# Instrução
Duplique todas as linhas a seguir sem qualquer alteração. Deixe as imagens fora da resposta.

Linhas do conjunto de dados de apontamento de objetos
■ ■ ■ ■
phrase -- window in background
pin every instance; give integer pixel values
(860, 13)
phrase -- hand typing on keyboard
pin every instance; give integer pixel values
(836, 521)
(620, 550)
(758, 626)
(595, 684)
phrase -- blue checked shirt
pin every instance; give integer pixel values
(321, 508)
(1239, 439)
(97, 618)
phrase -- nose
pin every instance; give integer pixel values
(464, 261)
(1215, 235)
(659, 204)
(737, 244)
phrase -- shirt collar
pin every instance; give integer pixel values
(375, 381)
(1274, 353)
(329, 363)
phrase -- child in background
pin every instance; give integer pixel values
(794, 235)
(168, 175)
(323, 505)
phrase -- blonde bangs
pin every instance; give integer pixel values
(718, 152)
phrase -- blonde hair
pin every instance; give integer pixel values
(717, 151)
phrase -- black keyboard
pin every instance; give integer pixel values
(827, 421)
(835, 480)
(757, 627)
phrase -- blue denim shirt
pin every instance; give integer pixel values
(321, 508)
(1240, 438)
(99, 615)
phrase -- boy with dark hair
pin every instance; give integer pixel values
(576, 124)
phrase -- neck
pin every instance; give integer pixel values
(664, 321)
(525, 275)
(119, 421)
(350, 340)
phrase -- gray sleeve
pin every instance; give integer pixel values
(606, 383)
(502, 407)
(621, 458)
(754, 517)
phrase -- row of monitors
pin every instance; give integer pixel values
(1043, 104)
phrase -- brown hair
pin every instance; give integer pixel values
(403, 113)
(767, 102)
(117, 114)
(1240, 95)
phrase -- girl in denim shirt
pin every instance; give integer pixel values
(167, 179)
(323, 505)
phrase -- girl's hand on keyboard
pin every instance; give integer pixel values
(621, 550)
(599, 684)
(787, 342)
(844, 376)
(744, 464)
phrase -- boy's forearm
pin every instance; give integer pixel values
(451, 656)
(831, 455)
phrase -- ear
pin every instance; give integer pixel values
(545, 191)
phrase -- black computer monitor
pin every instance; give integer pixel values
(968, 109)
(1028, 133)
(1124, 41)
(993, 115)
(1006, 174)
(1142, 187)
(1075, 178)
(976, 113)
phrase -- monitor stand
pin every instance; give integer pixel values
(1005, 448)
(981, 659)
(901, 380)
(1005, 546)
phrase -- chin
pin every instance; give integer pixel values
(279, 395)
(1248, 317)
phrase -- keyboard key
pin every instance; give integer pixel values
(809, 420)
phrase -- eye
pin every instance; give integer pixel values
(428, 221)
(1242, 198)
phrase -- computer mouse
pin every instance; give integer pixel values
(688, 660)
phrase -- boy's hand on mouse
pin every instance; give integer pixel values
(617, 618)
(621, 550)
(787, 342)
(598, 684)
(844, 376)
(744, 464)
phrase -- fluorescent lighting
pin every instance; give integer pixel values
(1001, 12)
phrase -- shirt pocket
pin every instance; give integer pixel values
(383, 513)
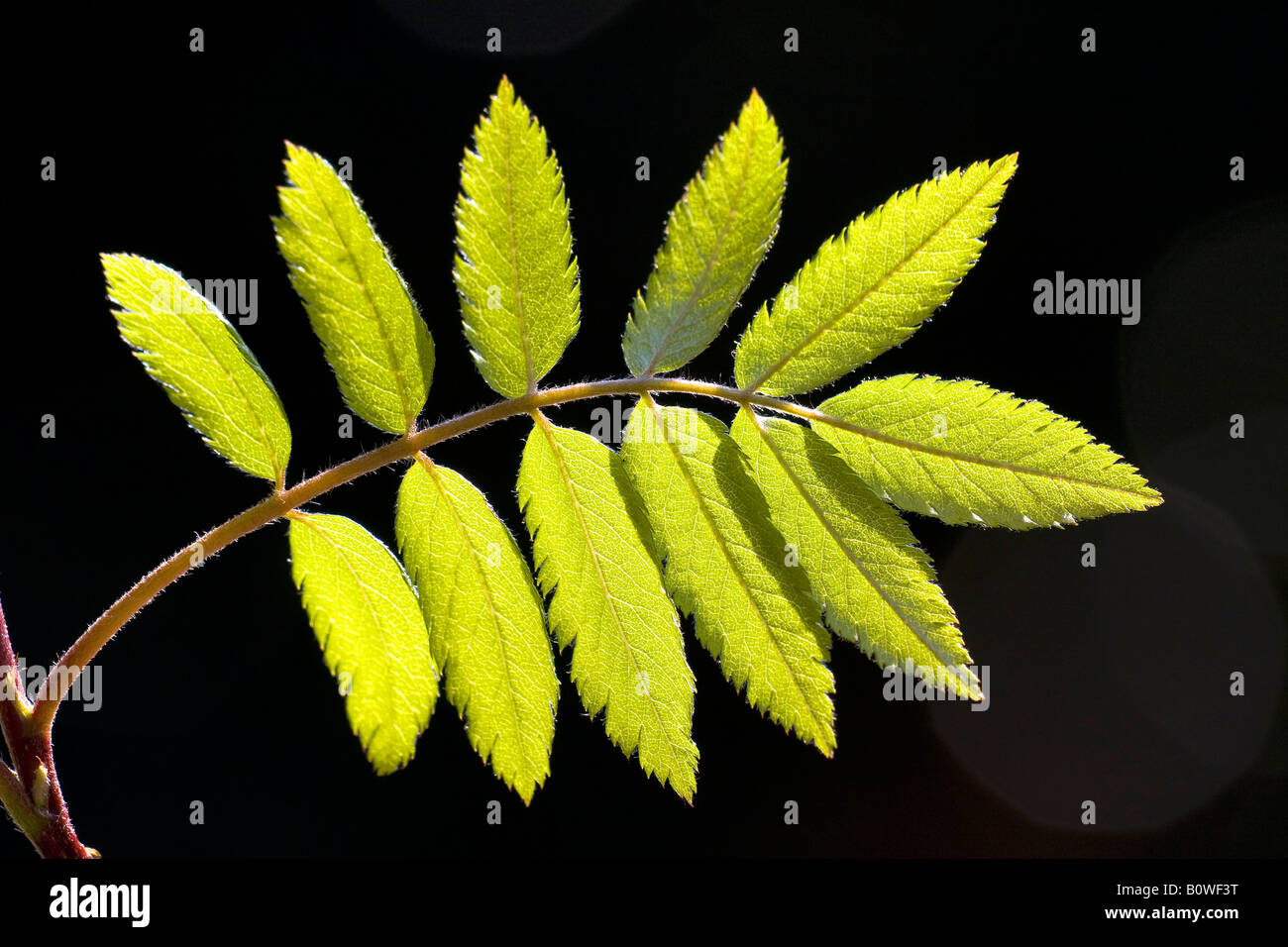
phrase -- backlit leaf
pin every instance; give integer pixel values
(969, 454)
(202, 364)
(870, 287)
(514, 268)
(591, 544)
(485, 621)
(725, 565)
(876, 586)
(715, 239)
(359, 304)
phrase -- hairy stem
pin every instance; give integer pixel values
(282, 501)
(30, 789)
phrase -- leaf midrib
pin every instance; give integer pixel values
(912, 446)
(733, 569)
(603, 585)
(507, 174)
(366, 600)
(408, 418)
(711, 260)
(259, 421)
(881, 281)
(490, 605)
(840, 541)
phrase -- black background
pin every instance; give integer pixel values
(1109, 684)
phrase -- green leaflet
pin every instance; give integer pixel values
(591, 543)
(359, 305)
(485, 622)
(870, 287)
(514, 268)
(374, 639)
(725, 566)
(969, 454)
(715, 239)
(876, 586)
(202, 364)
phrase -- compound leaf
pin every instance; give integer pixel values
(876, 585)
(514, 268)
(591, 543)
(969, 454)
(870, 287)
(359, 304)
(373, 635)
(201, 361)
(485, 621)
(725, 566)
(715, 239)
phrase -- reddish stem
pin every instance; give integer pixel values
(33, 758)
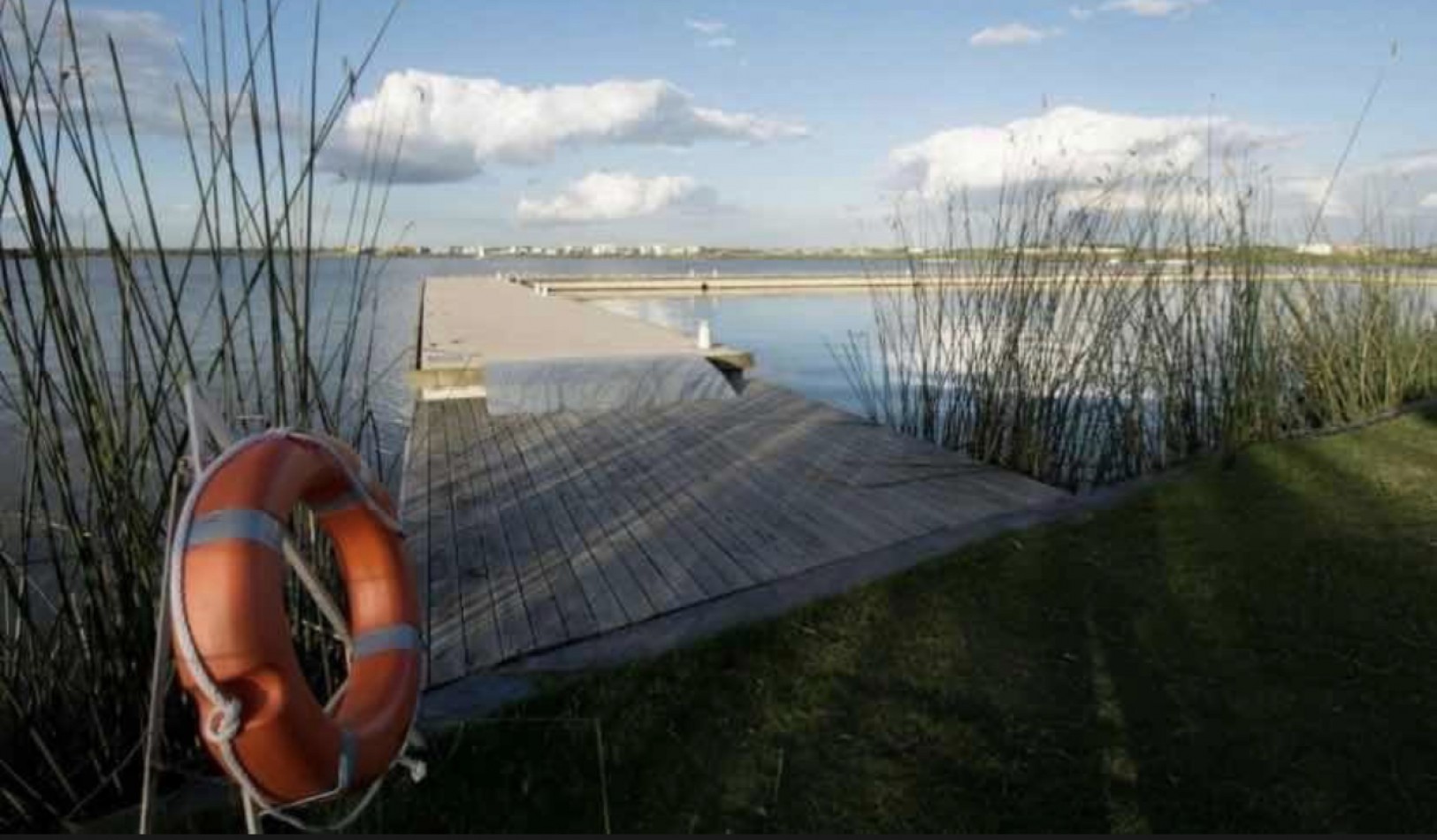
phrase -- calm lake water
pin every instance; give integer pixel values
(788, 333)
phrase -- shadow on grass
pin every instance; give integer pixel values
(1249, 649)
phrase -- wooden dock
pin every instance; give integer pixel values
(536, 531)
(467, 324)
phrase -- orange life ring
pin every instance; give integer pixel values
(233, 602)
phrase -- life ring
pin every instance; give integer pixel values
(233, 651)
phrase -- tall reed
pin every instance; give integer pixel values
(101, 335)
(1085, 338)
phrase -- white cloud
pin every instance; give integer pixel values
(1411, 164)
(1153, 7)
(616, 195)
(1068, 144)
(1314, 191)
(1012, 34)
(452, 126)
(706, 27)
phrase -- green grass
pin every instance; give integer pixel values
(1252, 648)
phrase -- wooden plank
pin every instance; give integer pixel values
(608, 543)
(644, 519)
(510, 612)
(693, 546)
(613, 508)
(414, 513)
(759, 554)
(447, 653)
(574, 605)
(478, 556)
(554, 481)
(816, 540)
(544, 610)
(781, 478)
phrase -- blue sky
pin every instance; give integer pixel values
(781, 122)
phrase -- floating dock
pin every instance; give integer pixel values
(575, 538)
(469, 324)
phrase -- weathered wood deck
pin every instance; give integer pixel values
(533, 531)
(469, 324)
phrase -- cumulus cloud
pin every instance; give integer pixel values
(1012, 34)
(706, 27)
(1153, 7)
(1315, 191)
(1068, 144)
(616, 195)
(447, 128)
(149, 50)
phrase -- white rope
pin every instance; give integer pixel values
(225, 720)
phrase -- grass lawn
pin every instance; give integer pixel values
(1250, 649)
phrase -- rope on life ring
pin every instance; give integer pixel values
(225, 572)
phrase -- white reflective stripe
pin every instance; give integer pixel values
(241, 523)
(391, 638)
(342, 501)
(348, 754)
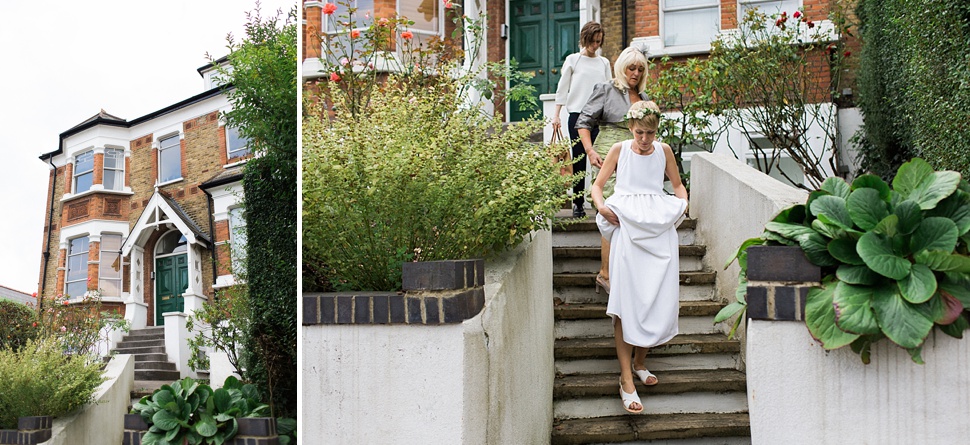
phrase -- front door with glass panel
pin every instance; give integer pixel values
(171, 275)
(543, 33)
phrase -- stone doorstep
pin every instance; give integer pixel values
(594, 252)
(585, 311)
(604, 347)
(589, 279)
(671, 382)
(654, 427)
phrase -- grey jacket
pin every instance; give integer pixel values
(606, 104)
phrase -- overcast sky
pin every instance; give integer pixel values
(63, 61)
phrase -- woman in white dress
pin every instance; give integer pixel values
(640, 222)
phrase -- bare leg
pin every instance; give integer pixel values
(604, 259)
(623, 352)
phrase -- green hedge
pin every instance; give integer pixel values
(913, 84)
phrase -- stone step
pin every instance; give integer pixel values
(157, 365)
(597, 327)
(639, 428)
(142, 350)
(655, 363)
(604, 347)
(598, 310)
(654, 404)
(156, 374)
(670, 382)
(589, 279)
(587, 294)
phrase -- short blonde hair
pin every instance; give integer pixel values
(629, 56)
(644, 114)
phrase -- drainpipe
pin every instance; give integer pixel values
(212, 232)
(623, 27)
(47, 245)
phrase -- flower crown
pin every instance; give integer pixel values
(640, 114)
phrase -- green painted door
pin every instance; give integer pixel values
(171, 280)
(543, 33)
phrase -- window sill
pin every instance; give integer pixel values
(70, 197)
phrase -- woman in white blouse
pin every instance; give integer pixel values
(580, 72)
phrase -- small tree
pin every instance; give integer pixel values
(779, 76)
(688, 88)
(262, 88)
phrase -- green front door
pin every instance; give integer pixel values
(543, 33)
(171, 280)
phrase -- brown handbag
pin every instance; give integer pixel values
(565, 155)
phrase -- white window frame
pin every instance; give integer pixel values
(237, 239)
(698, 47)
(78, 174)
(161, 149)
(84, 266)
(103, 265)
(119, 171)
(237, 151)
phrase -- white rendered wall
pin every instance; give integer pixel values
(732, 202)
(487, 380)
(100, 422)
(800, 394)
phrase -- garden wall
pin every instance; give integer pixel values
(100, 422)
(475, 374)
(732, 202)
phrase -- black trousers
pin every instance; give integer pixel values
■ ■ ■ ■
# Resposta à tarefa
phrase -- window in background
pin every instance; give integer pixel values
(860, 13)
phrase -- hand typing on keyboard
pin every instance; give integer pixel values
(836, 521)
(620, 550)
(758, 626)
(595, 684)
phrase -- blue checked shirt
pin every instance; give integer pixel values
(321, 508)
(1239, 439)
(97, 618)
phrase -- nose
pin every instance; give integer pixel values
(464, 261)
(1215, 235)
(659, 204)
(737, 244)
phrase -- shirt collar
pin every instance; give integer pixel values
(375, 381)
(1274, 353)
(329, 363)
phrase -- child in background
pin every instance; give integer pixel values
(794, 235)
(168, 175)
(323, 505)
phrase -- blonde bangs
pin every instance; give integer pixel values
(718, 152)
phrase -- blonde hair
pin every instance; give integer pixel values
(717, 151)
phrase -- black keyboard
pin every instance; give integer pixel values
(827, 421)
(835, 480)
(757, 627)
phrase -- blue denim shirt
pin every instance; give integer pixel values
(321, 508)
(1240, 438)
(99, 615)
phrase -- boy with dark hair
pin every instance; give integer pixel values
(576, 124)
phrase -- neck
pin every instance; give integer pixel values
(664, 321)
(525, 275)
(119, 421)
(350, 340)
phrase -- gray sleeve
pin every instance; give integer pixel values
(606, 383)
(502, 407)
(621, 458)
(754, 517)
phrase -- row of monitors
pin every instance; give integer pixel values
(1043, 104)
phrase -- brown hair
pin every instance; give integer pixel values
(403, 113)
(767, 102)
(117, 114)
(1240, 95)
phrase -- girl in denim shirt
pin every instance; give integer pixel values
(167, 179)
(323, 505)
phrase -- girl's hand on keyboard
pin every instance; give integer pixel values
(621, 550)
(599, 684)
(787, 342)
(844, 376)
(744, 464)
phrase -- boy's forearm
pin every instance; give integer pixel values
(451, 656)
(831, 455)
phrase -- ear
pin every instance; give integer pixel values
(545, 191)
phrase -- black computer monitor
pin every instance; give integer pixel values
(968, 109)
(1028, 133)
(1124, 41)
(993, 115)
(1006, 174)
(1142, 187)
(1075, 178)
(976, 113)
phrase -- monitor stand
pin every instance; give integer pixel values
(1005, 448)
(981, 659)
(901, 380)
(1005, 546)
phrase -- chin
pin every instance; give integer pixel values
(279, 395)
(1248, 317)
phrase -- keyboard key
pin every instance; give integer pixel values
(809, 420)
phrase -- eye
pin every instance; give integer pixel values
(428, 221)
(1242, 198)
phrase -- computer mouse
pin every instance; give integer pixel values
(688, 660)
phrase -- boy's hand on mouse
pin every instance; give integer pixel values
(617, 618)
(621, 550)
(787, 342)
(598, 684)
(844, 376)
(744, 464)
phrase -- fluorescent lighting
pin every instance; give integer pixel values
(1001, 12)
phrase -- shirt pocket
pin every instance; give integer pixel values
(383, 513)
phrase -- backlit leaf
pin every instance; give integer pixel values
(969, 454)
(202, 364)
(870, 287)
(514, 268)
(591, 544)
(485, 621)
(725, 565)
(876, 586)
(715, 239)
(359, 304)
phrase -- hairy stem
pin every instance; give integer pixel values
(282, 501)
(30, 789)
phrase -- leaf midrib
pin every instance; give integer pixel values
(912, 446)
(733, 569)
(603, 585)
(507, 174)
(366, 600)
(408, 418)
(711, 260)
(259, 421)
(881, 281)
(490, 605)
(840, 541)
phrase -- black background
pin every instance; give integer pixel values
(1109, 684)
phrase -- green leaflet
pin every instance; give integer pixel values
(591, 543)
(359, 305)
(485, 622)
(870, 287)
(514, 268)
(374, 639)
(725, 566)
(969, 454)
(715, 239)
(876, 586)
(202, 364)
phrase -- compound leaf
pin every instance; give integer pixel values
(876, 585)
(514, 268)
(591, 543)
(969, 454)
(870, 287)
(359, 304)
(373, 635)
(201, 361)
(485, 621)
(725, 566)
(715, 239)
phrase -- reddish stem
pin every instance; give integer pixel values
(33, 758)
phrase -- calm lake water
pin every instance; give integer pixel values
(788, 333)
phrase -- shadow on grass
pin every instance; give integer pixel values
(1249, 649)
phrase -- wooden dock
pin every instance; give integer pixel values
(536, 531)
(467, 324)
phrase -- orange life ring
pin every instance; give integer pixel values
(233, 602)
phrase -- life ring
pin every instance; give integer pixel values
(233, 651)
phrase -- tall reed
pin every instance; give integer pixel values
(101, 335)
(1085, 338)
phrase -- white cloud
pin every instance; give integer pixel values
(1411, 164)
(1153, 7)
(616, 195)
(1068, 144)
(1314, 191)
(1012, 34)
(452, 126)
(706, 27)
phrase -- green grass
pin every instance; give integer pixel values
(1252, 648)
phrase -- wooden plank
pin every instance; give integer pixel values
(608, 543)
(644, 519)
(510, 612)
(693, 546)
(613, 508)
(414, 513)
(759, 554)
(447, 653)
(574, 605)
(478, 556)
(554, 481)
(816, 540)
(544, 610)
(781, 478)
phrase -- blue sky
pin every instance; give integer pixel values
(781, 122)
phrase -- floating dock
pin every instance; give integer pixel values
(575, 538)
(469, 324)
phrase -- weathered wood deck
pin every instance; give integer pixel values
(533, 531)
(469, 324)
phrase -- cumulus cloud
pin every instance; give integer pixel values
(1012, 34)
(706, 27)
(1153, 7)
(1315, 191)
(1068, 144)
(616, 195)
(447, 128)
(149, 50)
phrase -- white rope
pin every instance; give integer pixel values
(225, 720)
phrase -- grass lawn
pin every instance; give integer pixel values
(1250, 649)
phrase -- rope on life ring
pin every instance; give integer pixel values
(225, 572)
phrase -- white reflective stripe
pin every instance; give integer pixel values
(241, 523)
(391, 638)
(342, 501)
(348, 754)
phrase -- front door with glass panel
pin every instance; give integer pixel values
(171, 275)
(543, 33)
phrase -- stone doorstep
pin every instance; give integer pixel values
(594, 252)
(585, 311)
(604, 347)
(589, 279)
(671, 382)
(654, 427)
phrase -- grey jacket
pin every instance; give integer pixel values
(606, 104)
phrase -- overcast sky
pin every instance; give integer pixel values
(63, 61)
phrase -- woman in white dress
pin every instance; give integer pixel values
(640, 222)
phrase -- bare leg
pin every instance; give integer pixel values
(604, 259)
(623, 352)
phrase -- green hedge
pin every instance; give integer pixel values
(913, 84)
phrase -- stone step
pin every instance; give integer pixel values
(157, 365)
(597, 327)
(639, 428)
(142, 350)
(655, 363)
(604, 347)
(598, 310)
(654, 404)
(156, 374)
(670, 382)
(589, 279)
(587, 294)
phrase -- short blonde hair
pin every instance; give integer pixel values
(629, 56)
(644, 114)
phrase -- drainpipe
pin every instance; give integer pixel values
(212, 232)
(623, 27)
(47, 245)
phrase -- flower crown
pin every instance; give integer pixel values
(640, 114)
phrase -- green painted door
pin every instance; give integer pixel values
(171, 280)
(543, 33)
phrase -- window sill
pin every instance; give integer pixel values
(70, 197)
phrase -- woman in white blouse
pin every instance; give integer pixel values
(580, 72)
phrase -- small tree
pin every instance; give integer pixel values
(779, 76)
(688, 88)
(262, 88)
phrase -- green front door
pin every instance; give integer pixel values
(543, 33)
(171, 280)
phrase -- brown handbag
pin every instance; give integer pixel values
(565, 155)
phrase -- white window frame
pin every instance; give integer pixel values
(237, 239)
(698, 47)
(78, 174)
(161, 149)
(84, 266)
(103, 265)
(119, 171)
(237, 151)
phrase -- white rendered wall
pin every instance; give integer pixel values
(732, 202)
(487, 380)
(100, 422)
(800, 394)
phrase -- garden wall
pin every instance; give integer pixel values
(100, 422)
(475, 374)
(732, 202)
phrase -- black trousers
pin every instance; give integer pixel values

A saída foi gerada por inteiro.